| DATA LISTING |
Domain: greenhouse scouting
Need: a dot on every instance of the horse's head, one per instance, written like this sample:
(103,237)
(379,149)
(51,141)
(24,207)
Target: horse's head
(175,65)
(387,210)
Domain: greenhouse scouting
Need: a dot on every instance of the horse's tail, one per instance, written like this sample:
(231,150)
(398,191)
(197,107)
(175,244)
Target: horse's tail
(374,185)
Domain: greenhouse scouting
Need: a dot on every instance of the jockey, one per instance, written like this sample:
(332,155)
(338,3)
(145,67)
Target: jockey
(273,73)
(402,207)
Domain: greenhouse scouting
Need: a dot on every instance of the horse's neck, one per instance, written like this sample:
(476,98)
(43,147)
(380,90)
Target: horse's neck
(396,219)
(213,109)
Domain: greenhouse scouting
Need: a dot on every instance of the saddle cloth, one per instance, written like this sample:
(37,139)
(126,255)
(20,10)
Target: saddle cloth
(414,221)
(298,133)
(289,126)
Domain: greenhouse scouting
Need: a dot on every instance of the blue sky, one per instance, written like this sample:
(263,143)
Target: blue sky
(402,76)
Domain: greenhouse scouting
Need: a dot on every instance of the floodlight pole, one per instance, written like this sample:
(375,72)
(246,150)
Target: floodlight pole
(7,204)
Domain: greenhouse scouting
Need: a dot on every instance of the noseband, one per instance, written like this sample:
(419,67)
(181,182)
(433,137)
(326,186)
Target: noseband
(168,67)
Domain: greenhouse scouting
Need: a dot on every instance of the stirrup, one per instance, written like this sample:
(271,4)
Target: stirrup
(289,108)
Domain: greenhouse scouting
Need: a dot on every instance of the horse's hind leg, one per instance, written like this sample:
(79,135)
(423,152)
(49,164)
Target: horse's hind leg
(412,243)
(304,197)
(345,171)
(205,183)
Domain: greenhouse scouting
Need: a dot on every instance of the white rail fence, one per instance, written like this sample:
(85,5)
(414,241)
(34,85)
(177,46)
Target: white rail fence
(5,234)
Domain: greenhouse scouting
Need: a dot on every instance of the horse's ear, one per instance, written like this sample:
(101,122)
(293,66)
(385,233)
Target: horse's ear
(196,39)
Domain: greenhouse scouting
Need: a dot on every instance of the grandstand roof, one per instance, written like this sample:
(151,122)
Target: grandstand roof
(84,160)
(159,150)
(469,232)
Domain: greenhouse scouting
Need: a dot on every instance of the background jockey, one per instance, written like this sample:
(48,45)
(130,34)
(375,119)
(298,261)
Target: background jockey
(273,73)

| WORK TO BE COMPLETED |
Reproduce the listing exactly. Every line stays as it is.

| THE COMPLETED TASK |
Domain: greenhouse scouting
Need: a dot on every instance of the horse's head, one per instance, written like this sample:
(103,237)
(379,149)
(51,141)
(24,207)
Target: horse's head
(175,65)
(387,210)
Domain: greenhouse scouting
Need: a dot on every instance of the horse's tail, one per instance, written like this sample:
(231,150)
(398,191)
(197,107)
(175,244)
Target: horse's tail
(374,185)
Domain: greenhouse scouting
Need: a dot on every instance of the jockey, one per instance, written like this sample:
(332,155)
(338,3)
(145,67)
Target: jockey
(273,73)
(402,207)
Domain: greenhouse scouting
Need: a dot on every instance of the horse's neck, one per instance, written like this sample:
(476,98)
(43,147)
(380,90)
Target: horse's neck
(396,219)
(213,109)
Domain: greenhouse scouting
Need: a dot on every instance of the saddle cloth, one per instance, written like this sample:
(37,139)
(126,255)
(20,10)
Target: saddle cloth
(414,221)
(298,133)
(289,126)
Domain: greenhouse scouting
Need: a dot on every instance of the blue sky, one per instance, written like this sample:
(263,143)
Target: blue sky
(402,76)
Domain: greenhouse scouting
Need: a dot on every instance of the floodlight pole, one per instance, written like this sample:
(375,72)
(246,150)
Target: floodlight pole
(7,204)
Domain: greenhouse scouting
Need: a dot on every instance of the noseband, one per instance, written like this sample:
(419,67)
(181,182)
(433,137)
(326,186)
Target: noseband
(168,67)
Domain: greenhouse scouting
Need: a dot on every instance of the stirrup, one per instance, written like this sample:
(271,4)
Target: stirrup
(289,108)
Domain: greenhouse scouting
Need: a dot on every instance of the horse's hind leg, one per instance, written like this sample:
(79,135)
(423,152)
(49,164)
Target: horse's hind leg
(412,243)
(304,197)
(345,171)
(205,183)
Domain: greenhouse scouting
Need: a dot on every instance of the white rail fence, one per instance, written like this sample:
(85,5)
(414,241)
(34,85)
(177,46)
Target: white rail fence
(5,234)
Domain: greenhouse scouting
Need: a dot on every instance of the horse's ear, one per instance, written like this sample:
(101,122)
(293,66)
(385,233)
Target: horse's ear
(196,39)
Domain: greenhouse scouting
Need: a dot on every instance of the grandstand roof, one per instance, written like this sample:
(151,122)
Target: grandstand roof
(84,160)
(159,150)
(469,232)
Domain: greenhouse scouting
Need: a dot on every instance of the background jockey, one per instance, written like this sample:
(48,45)
(130,34)
(375,119)
(298,261)
Target: background jockey
(273,73)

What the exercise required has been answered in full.